Work request A - According to the essay on fathers and finances, what role did the writer's husband have in his first marriage?
Work request B - Repeat the essay on fathers and finances word for word, starting with "I have learned" and going on through "in everything.".

Document text -
#####
Fathers and Finances
I will admit it right now I am a daddy’s girl. Watching his
example of being a provider and treating my mom with respect and love, I knew
that is what I wanted in a husband and father of my children. Throughout my
first marriage, the roles were reversed. I was the one working between part and
full time to put my ex husband through school. I didn’t see the same in my ex
that I saw in my dad. Now, in my current marriage my husband has not only stepped
up to be a father figure but helps to provide for our family.
During our class discussion, we talked about how the roles
of fathers are being reversed. Where the wife will go out and provide and the
husband will stay home. My husband was a stay at home dad in his first
marriage, and it worked perfectly for them. However, in the beginning the
father would provide while the mother would teach her children at home and
nurture them. There was a story read about an author who was raised in a family
of 13. She and the other girls would help the mom with canning and other
household work, while her dad and brothers would milk the cows, but they all
worked together. I love the idea of spending time as a family, and helping each
other with hard work, love, and laughter.
Some families, however, don’t have both sets of parents. In
American families 36% of children are born without a dad to raise them while
76% of African Americans don’t have a dad to raise them either. In these cases,
it is up to the mom to be both sets of parents, which is not easy. Before my divorce,
when we first separated, I had to learn to be both which was not easy. Statics shown
that kids get into more trouble raised in a single parent household. I have
seen firsthand how this affected our family.
I have learned from experience, to tell my husband how much
I appreciate him and all his does for our family. Just as us as women want to
be acknowledged for what we do, guys need to feel the same. They do much more
than provide for the family. They protect, preside, and we should look at them
as a son of our Heavenly Father. We are equal partners and should include them
in everything.
Due to the Covid-19 virus that broke out, I along with many
others have seen how hard this is hitting the economy. We just found out today that
my ex husband has been laid off for 2 weeks. I know when the husband is unable
to provide, it can be very hard for him to feel as if he is doing enough. Therefore,
we work as equals, as one. In different situations, we should work together to
pool our resources together financially. My husband and I talk about finances
on a regular basis to make sure we both know what our budget is. I work outside
the home currently to help put him through school, we do a food delivery
service job on the side and have a Pampered Chef business we work together.
Fathers play such an important role in our family and we
should always remember to appreciate them for all they do. Going to work,
helping with the housework, teaching our children, and being worthy Priesthood
holders. They sacrifice so that their family is provided for, just as our Heavenly
Father sacrificed and sent his son to earth to help us. I know if we all work
together that everything will work out.
#####
Data records:
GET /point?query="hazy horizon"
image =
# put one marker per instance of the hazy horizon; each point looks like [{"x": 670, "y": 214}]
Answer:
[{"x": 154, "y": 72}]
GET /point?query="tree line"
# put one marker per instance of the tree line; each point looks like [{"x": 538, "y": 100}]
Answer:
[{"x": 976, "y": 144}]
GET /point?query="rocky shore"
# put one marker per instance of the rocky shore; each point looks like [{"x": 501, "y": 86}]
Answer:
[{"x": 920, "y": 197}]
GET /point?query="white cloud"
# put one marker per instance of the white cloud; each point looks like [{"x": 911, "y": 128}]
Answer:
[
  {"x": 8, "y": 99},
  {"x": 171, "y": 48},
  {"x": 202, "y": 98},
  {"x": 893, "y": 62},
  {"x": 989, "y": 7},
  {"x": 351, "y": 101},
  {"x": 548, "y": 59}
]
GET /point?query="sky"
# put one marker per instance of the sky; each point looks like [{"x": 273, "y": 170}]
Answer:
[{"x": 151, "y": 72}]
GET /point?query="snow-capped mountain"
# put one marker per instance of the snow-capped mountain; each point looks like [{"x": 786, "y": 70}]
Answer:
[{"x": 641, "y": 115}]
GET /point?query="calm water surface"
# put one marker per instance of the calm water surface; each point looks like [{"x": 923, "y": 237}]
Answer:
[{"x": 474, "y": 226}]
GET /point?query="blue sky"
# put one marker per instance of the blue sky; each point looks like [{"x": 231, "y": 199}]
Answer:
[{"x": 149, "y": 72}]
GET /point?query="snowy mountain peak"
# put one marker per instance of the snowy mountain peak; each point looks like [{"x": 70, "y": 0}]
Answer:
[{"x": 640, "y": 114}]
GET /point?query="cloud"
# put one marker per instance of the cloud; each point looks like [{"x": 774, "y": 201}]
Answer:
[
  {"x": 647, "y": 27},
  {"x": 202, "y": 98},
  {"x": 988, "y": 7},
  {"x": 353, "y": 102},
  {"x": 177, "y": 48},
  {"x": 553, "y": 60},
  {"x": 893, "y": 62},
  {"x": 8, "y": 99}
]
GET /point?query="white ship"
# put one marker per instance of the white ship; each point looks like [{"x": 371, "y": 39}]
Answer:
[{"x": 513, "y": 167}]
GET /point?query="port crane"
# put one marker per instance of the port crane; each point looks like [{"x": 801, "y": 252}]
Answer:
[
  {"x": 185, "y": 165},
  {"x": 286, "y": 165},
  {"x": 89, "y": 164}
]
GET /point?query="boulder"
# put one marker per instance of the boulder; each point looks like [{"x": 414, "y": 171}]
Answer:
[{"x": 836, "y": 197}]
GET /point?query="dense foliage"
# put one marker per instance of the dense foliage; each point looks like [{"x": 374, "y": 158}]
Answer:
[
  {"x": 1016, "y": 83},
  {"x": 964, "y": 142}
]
#####
Exercise answer A - He was a stay-at-home dad.

Exercise answer B -
I have learned from experience, to tell my husband how much
I appreciate him and all his does for our family. Just as us as women want to
be acknowledged for what we do, guys need to feel the same. They do much more
than provide for the family. They protect, preside, and we should look at them
as a son of our Heavenly Father. We are equal partners and should include them
in everything.